**Opdrachten:**
1) Neem uit de tekst over Caecilia alles van "De heilige maagd" tot en met "van maagdelijkheid af." over en vervang daarin "martelares" door "bloedgetuige".
2) Pak de tekst over Caecilia op waar die ophoudt en schrijf verder.

┌─ Oefentekst

De heilige maagd en martelares Caecilia of Cecilia leefde in de 2e of 3e eeuw in Rome. Sinds de late middeleeuwen is zij de patrones van muzikanten, kerkmusici, zangkoren, organisten en orgelbouwers.
Caecilia werd sinds de tweede helft van de vijfde eeuw in de Kerk van Rome als martelares vereerd. Historisch betrouwbare informatie over haar leven ontbreekt. Volgens een oude legende kwam zij uit een Romeins adellijk geslacht. Als meisje legde zij omwille van Christus, haar hemelse bruidegom, de gelofte van maagdelijkheid af.

└─
┌─ Bronmateriaal

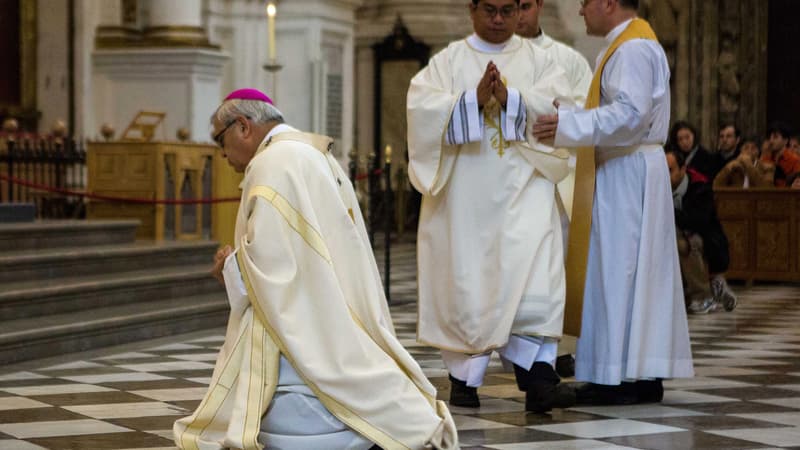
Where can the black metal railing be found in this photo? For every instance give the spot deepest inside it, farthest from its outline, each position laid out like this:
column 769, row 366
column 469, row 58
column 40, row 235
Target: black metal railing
column 45, row 172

└─

**Uitwerking per opdracht:**
1)
De heilige maagd en bloedgetuige Caecilia of Cecilia leefde in de 2e of 3e eeuw in Rome. Sinds de late middeleeuwen is zij de patrones van muzikanten, kerkmusici, zangkoren, organisten en orgelbouwers.
Caecilia werd sinds de tweede helft van de vijfde eeuw in de Kerk van Rome als bloedgetuige vereerd. Historisch betrouwbare informatie over haar leven ontbreekt. Volgens een oude legende kwam zij uit een Romeins adellijk geslacht. Als meisje legde zij omwille van Christus, haar hemelse bruidegom, de gelofte van maagdelijkheid af.

2)
Caecilia werd volgens de legende tegen haar zin uitgehuwelijkt aan de heiden Valerianus, een man die haar maagdelijkheid echter respecteerde. Caecilia wist haar echtgenoot en zijn broer Tibertius te bekeren tot het christelijk geloof. Met zijn drieën zorgden zij voor de families van vervolgde christenen. Op bevel van de heidense prefect Almachius werden Valerianus en zijn broer gevangen genomen en onthoofd. Caecilia werd in haar huis in een bad van kokend water gezet, maar overleefde deze foltering. Daarop probeerde de beul haar te doden door haar halsslagader door te snijden. Ook dat mislukte. Drie dagen lang lag zij bloedend in haar badkamer en uiteindelijk stierf Caecilia.
Caecilia werd bijgezet in de catacomben van Calixtus. Paus Paschalis I liet haar lichaam in 821 overbrengen naar de Sint-Caeciliabasiliek in de Romeinse wijk Trastevere. Tot op de dag van vandaag wordt zij daar vereerd als het toonbeeld van geloof, kuisheid en standvastigheid.
Haar graf werd in 1599 op gezag van kardinaal Cesare Baronio geopend. Tot ieders grote verbazing zagen de onderzoekers het ongeschonden lichaam van een jonge vrouw met een diepe steekwond in haar hals en bloedvlekken op haar kleren. De barokkunstenaar Stefano Maderno (1575-1636) maakte van marmer een natuurgetrouw beeld van haar zielloze lichaam zoals dat toen werd aangetroffen.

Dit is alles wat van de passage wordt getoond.